--- START OF PAGE TEXT ---
The organization we worked with chose to adopt Scrum as a project management methodology and educate its teams and management in agile development, in addition to keeping a significant focus on architecture.

The typical high-risk nature of architecture and quality attribute areas, as shown in Figure 1, were also issues. In order to ensure that key architectural evolution decisions, risks, and high- priority quality attributes were managed in concert with agile development, we conducted incremental architecture evaluations with the organization, which we describe next.

Incremental Architecture Evaluations

The goal of focusing on architectural evaluation as part of the modernization and agile adoption activities was (1) to identify architectural risks and risk themes of the “as-is” system as well as in migrating the “as-is” system to the target architecture, and (2) to provide actionable recommendations to address the risks themes. The evaluation method was based heavily on the Architecture Tradeoff Analysis Method® (ATAM®) and its principles, but due to constraints, was conducted incrementally [6].

The constraints on the evaluation were twofold. First, the availability of stakeholders and the architects’ time to participate in the evaluations was limited to a small number of hours per week. The architects were available for eight hours per week, total. Specific stakeholder’s availability was limited to fewer than four hours per week per stakeholder. Second, the documentation for software architecture was inadequate to perform the architecture evaluation per ATAM’s criteria. However, we decided to proceed with the evaluation based on the architects’ knowledge and to use whatever relevant, useful documentation was available, acknowledging the associated risks of proceeding with the evaluation. This approach enabled us to test an evaluation approach that could also be incorporated seamlessly with other development activities in agile development planning, for example, Scrum sprint and release activities.
--- END OF PAGE TEXT ---
--- START OF RECORDS SHOWN ---
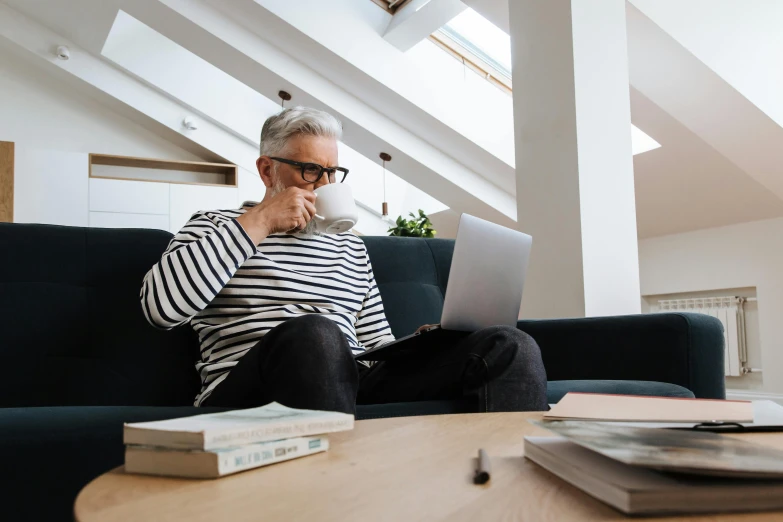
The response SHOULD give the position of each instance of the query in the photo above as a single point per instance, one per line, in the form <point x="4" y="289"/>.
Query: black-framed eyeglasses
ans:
<point x="312" y="172"/>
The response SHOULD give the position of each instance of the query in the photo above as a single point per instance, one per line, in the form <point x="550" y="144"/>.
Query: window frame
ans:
<point x="472" y="60"/>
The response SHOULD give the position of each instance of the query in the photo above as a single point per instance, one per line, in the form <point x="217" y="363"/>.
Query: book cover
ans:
<point x="236" y="428"/>
<point x="630" y="408"/>
<point x="640" y="491"/>
<point x="219" y="462"/>
<point x="675" y="451"/>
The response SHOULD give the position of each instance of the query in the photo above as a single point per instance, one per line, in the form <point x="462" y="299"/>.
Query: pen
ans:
<point x="482" y="469"/>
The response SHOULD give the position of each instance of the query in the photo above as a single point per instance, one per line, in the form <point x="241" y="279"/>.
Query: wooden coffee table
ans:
<point x="408" y="468"/>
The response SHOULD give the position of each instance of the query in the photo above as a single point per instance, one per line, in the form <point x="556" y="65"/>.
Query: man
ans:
<point x="280" y="310"/>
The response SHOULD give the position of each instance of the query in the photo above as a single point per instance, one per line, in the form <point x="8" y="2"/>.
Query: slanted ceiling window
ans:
<point x="390" y="5"/>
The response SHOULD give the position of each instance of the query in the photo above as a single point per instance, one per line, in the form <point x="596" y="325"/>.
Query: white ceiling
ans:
<point x="684" y="185"/>
<point x="687" y="184"/>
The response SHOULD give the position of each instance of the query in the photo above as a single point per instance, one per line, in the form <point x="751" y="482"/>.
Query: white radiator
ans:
<point x="731" y="313"/>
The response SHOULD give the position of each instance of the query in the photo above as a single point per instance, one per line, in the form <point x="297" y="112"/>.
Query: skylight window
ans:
<point x="483" y="38"/>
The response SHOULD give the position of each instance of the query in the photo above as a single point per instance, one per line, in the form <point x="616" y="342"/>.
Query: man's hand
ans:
<point x="426" y="327"/>
<point x="290" y="210"/>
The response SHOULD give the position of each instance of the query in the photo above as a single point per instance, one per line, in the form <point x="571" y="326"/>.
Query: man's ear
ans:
<point x="265" y="166"/>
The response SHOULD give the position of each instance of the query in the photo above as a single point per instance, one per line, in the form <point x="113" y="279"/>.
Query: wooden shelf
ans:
<point x="220" y="174"/>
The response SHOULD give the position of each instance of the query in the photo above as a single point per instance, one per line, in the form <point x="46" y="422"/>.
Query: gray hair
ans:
<point x="278" y="129"/>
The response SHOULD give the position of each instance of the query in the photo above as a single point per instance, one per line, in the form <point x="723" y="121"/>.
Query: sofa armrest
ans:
<point x="678" y="348"/>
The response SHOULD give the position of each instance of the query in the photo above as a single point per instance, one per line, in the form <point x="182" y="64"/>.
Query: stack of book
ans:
<point x="217" y="444"/>
<point x="643" y="470"/>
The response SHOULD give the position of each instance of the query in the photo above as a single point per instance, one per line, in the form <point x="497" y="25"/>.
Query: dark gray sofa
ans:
<point x="79" y="358"/>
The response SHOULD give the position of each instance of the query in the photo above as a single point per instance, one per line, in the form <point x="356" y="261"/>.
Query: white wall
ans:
<point x="38" y="112"/>
<point x="741" y="41"/>
<point x="744" y="256"/>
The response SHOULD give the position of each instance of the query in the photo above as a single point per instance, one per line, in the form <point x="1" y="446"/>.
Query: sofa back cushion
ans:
<point x="411" y="274"/>
<point x="71" y="327"/>
<point x="72" y="331"/>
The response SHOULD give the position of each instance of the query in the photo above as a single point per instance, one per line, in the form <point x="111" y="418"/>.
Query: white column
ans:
<point x="575" y="187"/>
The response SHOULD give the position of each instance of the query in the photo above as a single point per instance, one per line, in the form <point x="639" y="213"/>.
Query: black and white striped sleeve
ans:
<point x="372" y="328"/>
<point x="198" y="263"/>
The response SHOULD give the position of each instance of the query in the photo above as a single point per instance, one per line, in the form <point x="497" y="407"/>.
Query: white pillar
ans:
<point x="575" y="187"/>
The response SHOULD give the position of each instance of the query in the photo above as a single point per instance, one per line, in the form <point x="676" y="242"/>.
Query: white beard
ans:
<point x="309" y="230"/>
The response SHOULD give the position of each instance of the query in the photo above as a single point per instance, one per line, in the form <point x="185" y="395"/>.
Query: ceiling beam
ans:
<point x="232" y="48"/>
<point x="418" y="19"/>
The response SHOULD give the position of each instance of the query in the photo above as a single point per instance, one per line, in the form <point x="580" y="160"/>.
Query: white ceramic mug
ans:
<point x="335" y="209"/>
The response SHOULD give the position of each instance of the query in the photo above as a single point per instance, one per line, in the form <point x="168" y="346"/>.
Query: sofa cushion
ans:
<point x="411" y="274"/>
<point x="73" y="329"/>
<point x="557" y="389"/>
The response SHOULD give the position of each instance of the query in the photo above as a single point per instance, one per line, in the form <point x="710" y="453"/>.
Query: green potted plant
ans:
<point x="417" y="226"/>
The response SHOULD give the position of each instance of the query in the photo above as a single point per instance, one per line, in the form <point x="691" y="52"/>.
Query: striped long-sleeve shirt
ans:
<point x="233" y="292"/>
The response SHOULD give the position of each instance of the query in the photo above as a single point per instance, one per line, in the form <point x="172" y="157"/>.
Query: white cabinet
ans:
<point x="135" y="197"/>
<point x="127" y="220"/>
<point x="54" y="187"/>
<point x="50" y="187"/>
<point x="186" y="200"/>
<point x="251" y="188"/>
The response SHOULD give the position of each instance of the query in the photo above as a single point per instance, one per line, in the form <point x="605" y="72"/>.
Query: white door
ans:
<point x="186" y="200"/>
<point x="50" y="187"/>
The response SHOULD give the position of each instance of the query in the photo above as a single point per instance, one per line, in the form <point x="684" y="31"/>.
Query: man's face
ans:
<point x="278" y="176"/>
<point x="305" y="149"/>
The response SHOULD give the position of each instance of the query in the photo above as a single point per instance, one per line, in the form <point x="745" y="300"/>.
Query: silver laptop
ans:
<point x="485" y="283"/>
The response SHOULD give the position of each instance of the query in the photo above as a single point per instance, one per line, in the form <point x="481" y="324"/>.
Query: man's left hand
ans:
<point x="426" y="327"/>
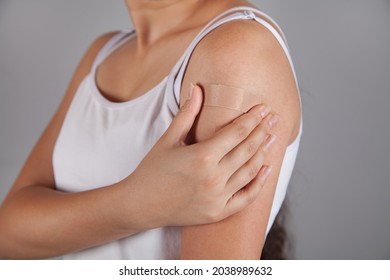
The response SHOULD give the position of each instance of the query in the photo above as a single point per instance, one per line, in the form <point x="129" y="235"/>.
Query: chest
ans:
<point x="128" y="73"/>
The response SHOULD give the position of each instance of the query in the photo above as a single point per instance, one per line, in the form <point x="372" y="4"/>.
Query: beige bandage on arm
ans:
<point x="229" y="97"/>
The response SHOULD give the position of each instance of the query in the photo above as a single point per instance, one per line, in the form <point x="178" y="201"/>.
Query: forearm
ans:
<point x="39" y="222"/>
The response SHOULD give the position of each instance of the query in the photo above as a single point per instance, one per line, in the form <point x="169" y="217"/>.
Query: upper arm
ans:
<point x="242" y="54"/>
<point x="38" y="169"/>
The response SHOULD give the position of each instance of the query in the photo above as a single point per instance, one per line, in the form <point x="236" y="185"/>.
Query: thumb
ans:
<point x="184" y="120"/>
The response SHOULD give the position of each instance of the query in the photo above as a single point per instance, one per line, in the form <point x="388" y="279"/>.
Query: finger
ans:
<point x="249" y="147"/>
<point x="184" y="120"/>
<point x="249" y="193"/>
<point x="234" y="133"/>
<point x="246" y="173"/>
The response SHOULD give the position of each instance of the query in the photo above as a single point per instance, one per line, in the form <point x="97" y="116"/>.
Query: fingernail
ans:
<point x="192" y="86"/>
<point x="264" y="111"/>
<point x="269" y="141"/>
<point x="273" y="121"/>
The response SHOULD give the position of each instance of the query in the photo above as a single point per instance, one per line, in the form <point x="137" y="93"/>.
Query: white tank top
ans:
<point x="102" y="142"/>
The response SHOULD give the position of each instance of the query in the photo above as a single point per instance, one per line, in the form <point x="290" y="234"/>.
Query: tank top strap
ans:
<point x="242" y="12"/>
<point x="112" y="44"/>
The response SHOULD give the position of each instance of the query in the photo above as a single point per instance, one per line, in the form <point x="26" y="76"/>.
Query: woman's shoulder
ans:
<point x="246" y="54"/>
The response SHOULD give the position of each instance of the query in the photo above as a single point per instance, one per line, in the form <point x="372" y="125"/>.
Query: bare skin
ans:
<point x="242" y="54"/>
<point x="37" y="221"/>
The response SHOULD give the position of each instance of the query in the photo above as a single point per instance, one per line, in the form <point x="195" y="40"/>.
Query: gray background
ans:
<point x="339" y="195"/>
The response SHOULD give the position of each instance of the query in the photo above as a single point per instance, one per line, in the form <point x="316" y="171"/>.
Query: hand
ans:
<point x="205" y="182"/>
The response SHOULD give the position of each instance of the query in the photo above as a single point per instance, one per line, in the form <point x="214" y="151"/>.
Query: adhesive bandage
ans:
<point x="229" y="97"/>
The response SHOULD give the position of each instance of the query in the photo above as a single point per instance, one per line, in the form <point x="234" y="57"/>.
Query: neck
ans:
<point x="153" y="19"/>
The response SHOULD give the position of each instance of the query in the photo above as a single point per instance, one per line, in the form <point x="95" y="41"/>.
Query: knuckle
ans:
<point x="252" y="147"/>
<point x="241" y="129"/>
<point x="253" y="171"/>
<point x="204" y="158"/>
<point x="212" y="181"/>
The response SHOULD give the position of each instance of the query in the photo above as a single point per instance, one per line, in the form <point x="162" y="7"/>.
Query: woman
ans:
<point x="133" y="83"/>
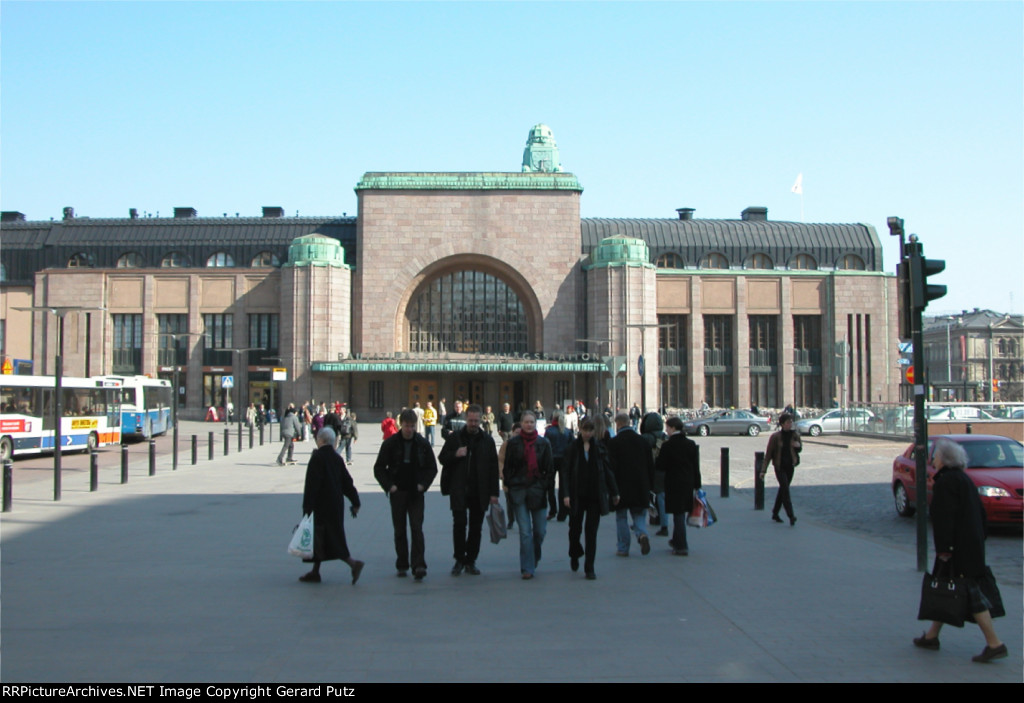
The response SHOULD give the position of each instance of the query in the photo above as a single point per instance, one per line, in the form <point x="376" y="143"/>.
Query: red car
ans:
<point x="995" y="465"/>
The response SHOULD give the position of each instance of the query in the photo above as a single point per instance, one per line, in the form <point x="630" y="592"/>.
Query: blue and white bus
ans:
<point x="91" y="415"/>
<point x="145" y="404"/>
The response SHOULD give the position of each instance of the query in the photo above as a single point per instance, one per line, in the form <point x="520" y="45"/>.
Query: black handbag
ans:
<point x="943" y="597"/>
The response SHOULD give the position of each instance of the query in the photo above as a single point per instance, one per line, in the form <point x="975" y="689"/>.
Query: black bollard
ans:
<point x="724" y="471"/>
<point x="759" y="483"/>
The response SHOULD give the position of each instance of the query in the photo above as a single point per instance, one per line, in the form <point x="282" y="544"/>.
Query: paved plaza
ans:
<point x="184" y="577"/>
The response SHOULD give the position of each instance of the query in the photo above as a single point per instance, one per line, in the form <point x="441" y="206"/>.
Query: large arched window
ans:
<point x="467" y="312"/>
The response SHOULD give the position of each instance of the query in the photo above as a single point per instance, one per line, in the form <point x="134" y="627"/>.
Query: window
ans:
<point x="851" y="262"/>
<point x="467" y="312"/>
<point x="131" y="260"/>
<point x="804" y="262"/>
<point x="216" y="337"/>
<point x="265" y="259"/>
<point x="175" y="260"/>
<point x="760" y="261"/>
<point x="715" y="260"/>
<point x="127" y="344"/>
<point x="80" y="260"/>
<point x="669" y="260"/>
<point x="220" y="260"/>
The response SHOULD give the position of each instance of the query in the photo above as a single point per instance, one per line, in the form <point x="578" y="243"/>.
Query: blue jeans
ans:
<point x="623" y="527"/>
<point x="532" y="526"/>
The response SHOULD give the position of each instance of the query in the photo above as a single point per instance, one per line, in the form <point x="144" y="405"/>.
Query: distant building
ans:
<point x="965" y="353"/>
<point x="482" y="286"/>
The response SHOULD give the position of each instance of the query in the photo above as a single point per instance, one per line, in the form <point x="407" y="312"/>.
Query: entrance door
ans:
<point x="421" y="391"/>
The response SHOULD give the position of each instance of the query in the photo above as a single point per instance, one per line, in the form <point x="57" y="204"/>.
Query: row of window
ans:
<point x="801" y="262"/>
<point x="176" y="260"/>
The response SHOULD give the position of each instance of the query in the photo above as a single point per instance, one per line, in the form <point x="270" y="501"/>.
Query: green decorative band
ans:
<point x="469" y="181"/>
<point x="455" y="367"/>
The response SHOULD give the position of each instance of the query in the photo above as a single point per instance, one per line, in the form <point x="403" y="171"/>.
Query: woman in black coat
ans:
<point x="328" y="483"/>
<point x="588" y="489"/>
<point x="958" y="529"/>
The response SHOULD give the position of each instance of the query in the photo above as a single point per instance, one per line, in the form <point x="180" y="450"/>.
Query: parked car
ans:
--- END OF RECORDS SHOWN ---
● WRITTEN TASKS
a) Decide whether each statement agrees with the architecture evaluation excerpt, answering yes or no and quoting the words of the excerpt that settle it: (i) The architects were available for eight hours per week in total. (ii) The software architecture documentation was sufficient to meet ATAM's criteria. (iii) The organization adopted Kanban as its project management methodology.
b) Return each line of the records that contains the word "wooden".
The architecture evaluation excerpt and the records are unrelated.

● TASK-BY-TASK OUTPUTS
a)
(i) Yes: "The architects were available for eight hours per week, total."
(ii) No: "the documentation for software architecture was inadequate to perform the architecture evaluation per ATAM’s criteria"
(iii) No: "chose to adopt Scrum as a project management methodology"

b)
Query: wooden coffee table
Query: wooden shelf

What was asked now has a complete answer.